### TASK TO CARRY OUT:
Begin with the line in which "[locate] woman's nose" appears and end with the final line of the entries. Retype each one exactly and add nothing.

### STORED DATA:

==============================

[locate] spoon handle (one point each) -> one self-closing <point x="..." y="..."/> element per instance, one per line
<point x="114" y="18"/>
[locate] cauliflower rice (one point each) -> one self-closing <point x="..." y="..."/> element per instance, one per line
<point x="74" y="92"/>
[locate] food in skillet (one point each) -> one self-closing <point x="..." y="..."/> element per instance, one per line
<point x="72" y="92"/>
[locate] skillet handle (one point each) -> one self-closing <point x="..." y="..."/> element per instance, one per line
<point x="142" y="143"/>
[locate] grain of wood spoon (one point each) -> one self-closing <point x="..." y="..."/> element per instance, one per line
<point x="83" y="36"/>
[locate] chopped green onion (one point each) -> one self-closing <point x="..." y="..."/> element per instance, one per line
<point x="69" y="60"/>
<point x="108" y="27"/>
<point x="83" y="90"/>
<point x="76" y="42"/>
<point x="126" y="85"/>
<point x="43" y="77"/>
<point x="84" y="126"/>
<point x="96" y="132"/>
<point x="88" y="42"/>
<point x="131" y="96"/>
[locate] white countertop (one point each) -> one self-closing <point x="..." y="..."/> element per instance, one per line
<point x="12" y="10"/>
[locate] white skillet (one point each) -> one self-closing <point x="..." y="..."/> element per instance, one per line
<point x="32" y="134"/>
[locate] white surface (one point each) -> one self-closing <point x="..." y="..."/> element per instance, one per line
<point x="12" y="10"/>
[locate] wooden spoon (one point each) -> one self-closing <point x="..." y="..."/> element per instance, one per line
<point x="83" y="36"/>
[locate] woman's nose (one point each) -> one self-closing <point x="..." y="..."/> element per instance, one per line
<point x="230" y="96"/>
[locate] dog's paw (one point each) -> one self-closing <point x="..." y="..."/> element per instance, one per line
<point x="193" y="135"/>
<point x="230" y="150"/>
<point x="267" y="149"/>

==============================

### RESULT FOR THIS EXERCISE:
[locate] woman's nose (one point each) -> one self-closing <point x="..." y="..."/> element per instance, one per line
<point x="230" y="96"/>
[locate] dog's paw (one point each) -> one self-closing <point x="..." y="..."/> element per instance, one per line
<point x="193" y="135"/>
<point x="230" y="150"/>
<point x="267" y="149"/>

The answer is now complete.